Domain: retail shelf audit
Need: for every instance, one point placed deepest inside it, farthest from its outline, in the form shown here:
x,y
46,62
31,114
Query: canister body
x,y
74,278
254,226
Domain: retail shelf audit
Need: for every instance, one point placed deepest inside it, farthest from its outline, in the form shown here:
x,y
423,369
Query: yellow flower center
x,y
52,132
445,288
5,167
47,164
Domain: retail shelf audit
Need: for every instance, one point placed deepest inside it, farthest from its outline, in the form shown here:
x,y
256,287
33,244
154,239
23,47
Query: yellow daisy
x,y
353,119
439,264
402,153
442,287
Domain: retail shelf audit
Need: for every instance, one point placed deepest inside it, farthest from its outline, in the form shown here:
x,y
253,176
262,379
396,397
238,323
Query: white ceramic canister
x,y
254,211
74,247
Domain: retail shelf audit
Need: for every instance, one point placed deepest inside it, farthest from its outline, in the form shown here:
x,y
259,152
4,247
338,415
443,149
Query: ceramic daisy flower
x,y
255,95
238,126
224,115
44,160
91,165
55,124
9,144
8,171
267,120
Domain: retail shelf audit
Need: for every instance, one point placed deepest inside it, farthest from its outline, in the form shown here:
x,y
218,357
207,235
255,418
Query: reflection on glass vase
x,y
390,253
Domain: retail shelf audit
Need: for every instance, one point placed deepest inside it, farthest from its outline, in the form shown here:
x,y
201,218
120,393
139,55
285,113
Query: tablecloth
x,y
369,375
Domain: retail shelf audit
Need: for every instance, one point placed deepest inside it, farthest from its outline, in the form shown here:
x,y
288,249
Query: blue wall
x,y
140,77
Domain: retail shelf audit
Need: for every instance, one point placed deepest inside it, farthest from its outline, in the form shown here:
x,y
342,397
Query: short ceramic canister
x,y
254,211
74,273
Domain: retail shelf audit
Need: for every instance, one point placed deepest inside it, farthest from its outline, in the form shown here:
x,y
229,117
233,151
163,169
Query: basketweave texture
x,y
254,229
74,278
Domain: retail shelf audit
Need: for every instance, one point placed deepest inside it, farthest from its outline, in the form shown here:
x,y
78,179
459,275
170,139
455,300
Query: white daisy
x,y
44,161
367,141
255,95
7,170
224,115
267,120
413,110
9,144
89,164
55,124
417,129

========================================================================

Your instructions:
Go through the records above and retype each one exactly.

The solution:
Domain: retail shelf audit
Need: for every instance, one point placed deepest inside it, farthest from its outline, in the form shown here:
x,y
46,62
31,114
Query: canister body
x,y
74,278
254,226
Domain: retail shelf audit
Need: for every instance, one point placed deepest inside it, farthest from its outline, in the form shown here:
x,y
423,369
Query: yellow flower center
x,y
52,132
445,288
5,167
47,164
Domain: retail shelf audit
Need: for every instance, one point placed deepest inside it, farthest from its outline, in the form shown here:
x,y
256,287
33,244
154,239
23,47
Query: yellow daisy
x,y
353,119
439,264
402,153
442,287
Domain: retail shelf audit
Need: for every instance, one point placed deepest inside it, farthest from its outline, in the form shown here:
x,y
253,176
262,379
396,397
238,323
Query: white ceramic canister
x,y
254,211
74,247
Domain: retail shelf audit
Need: for every instance, one point placed deepest inside it, farthest from its outline, in the form shown here:
x,y
259,152
4,247
338,415
443,149
Query: ceramic daisy flower
x,y
255,95
238,126
224,115
44,160
91,165
55,124
9,144
8,171
267,120
Domain: retail shelf audit
Need: for every instance, one point placed deepest inside it, farthest from its outline, in the form shown here:
x,y
218,357
207,235
255,418
Query: reflection on glass vase
x,y
390,253
Domain: retail shelf audit
Need: for every instance, one point placed deepest inside it, farthest from its outline, in the form shown here:
x,y
201,218
120,393
139,55
285,113
Query: tablecloth
x,y
369,375
Domain: retail shelf audit
Need: for every instance, one point placed deepest inside it, farthest from its outline, in the form shown here:
x,y
288,249
Query: blue wall
x,y
140,77
Domain: retail shelf audit
Need: for every instance, one point placed deepest inside it, farthest from its outline, in the form shown here:
x,y
342,397
Query: short ceramic canister
x,y
254,211
74,273
Domain: retail shelf audit
Need: for every instance, one point placed deepest inside it, farthest from its outline, in the form shown here:
x,y
229,117
233,151
163,169
Query: basketweave texture
x,y
254,229
74,278
Domain: retail shelf audit
Need: for every instance, one point placed deepest inside it, farthest from its outline, in the form shown here:
x,y
78,179
459,275
170,139
455,300
Query: white daisy
x,y
44,161
367,141
255,95
7,170
224,115
267,120
413,110
9,144
89,164
55,124
417,129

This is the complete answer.